Given exercise: Repeat these lines with "child in background" switched to "dog in foreground" everywhere and everything else left as is. Leave the pictures out.

....

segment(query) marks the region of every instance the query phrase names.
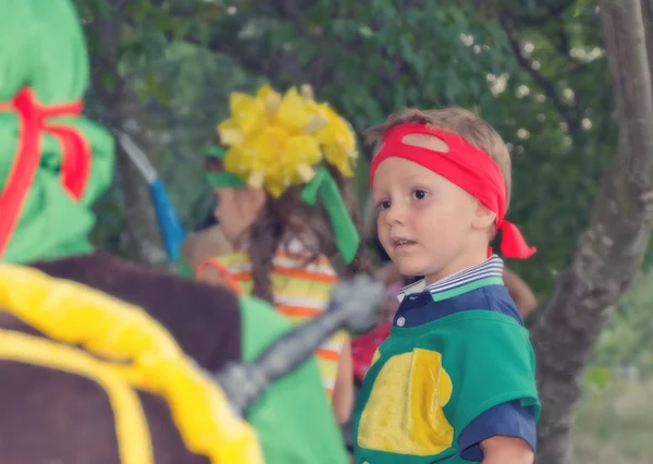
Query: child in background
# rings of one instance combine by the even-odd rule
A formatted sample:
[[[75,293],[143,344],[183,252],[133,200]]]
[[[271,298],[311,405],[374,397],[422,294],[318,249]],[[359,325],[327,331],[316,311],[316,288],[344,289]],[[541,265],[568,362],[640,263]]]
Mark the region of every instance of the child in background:
[[[234,253],[208,259],[197,277],[267,300],[304,323],[326,309],[338,274],[364,270],[344,184],[353,175],[355,135],[306,87],[283,97],[268,86],[256,97],[232,94],[231,112],[218,126],[229,150],[214,150],[208,170],[215,217]],[[317,357],[343,423],[354,402],[347,334],[333,335]]]
[[[531,464],[534,358],[489,244],[527,258],[504,219],[510,159],[496,131],[457,108],[406,110],[368,131],[378,233],[403,276],[390,337],[354,415],[355,461]]]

....

Task solution:
segment(query) marks the region of every instance the query phrase names.
Query: dog in foreground
# rings of one instance combine by the even-odd rule
A formatted sample:
[[[75,293],[143,344],[183,252],[133,200]]]
[[[271,298],[311,405],[374,397],[422,294],[318,249]],[[359,325],[327,331],[316,311],[316,288],[344,289]],[[541,265],[568,362],[640,263]]]
Mark the region of every instance of the dog in foreground:
[[[234,253],[208,259],[197,277],[267,300],[304,323],[326,309],[338,274],[364,270],[344,184],[353,175],[355,135],[306,87],[283,97],[268,86],[256,97],[232,94],[231,112],[218,126],[229,150],[214,150],[208,170],[215,217]],[[317,357],[343,423],[354,402],[347,334],[333,335]]]
[[[531,464],[534,358],[489,244],[527,258],[504,219],[510,159],[496,131],[457,108],[406,110],[368,131],[378,233],[403,276],[390,337],[354,415],[355,461]]]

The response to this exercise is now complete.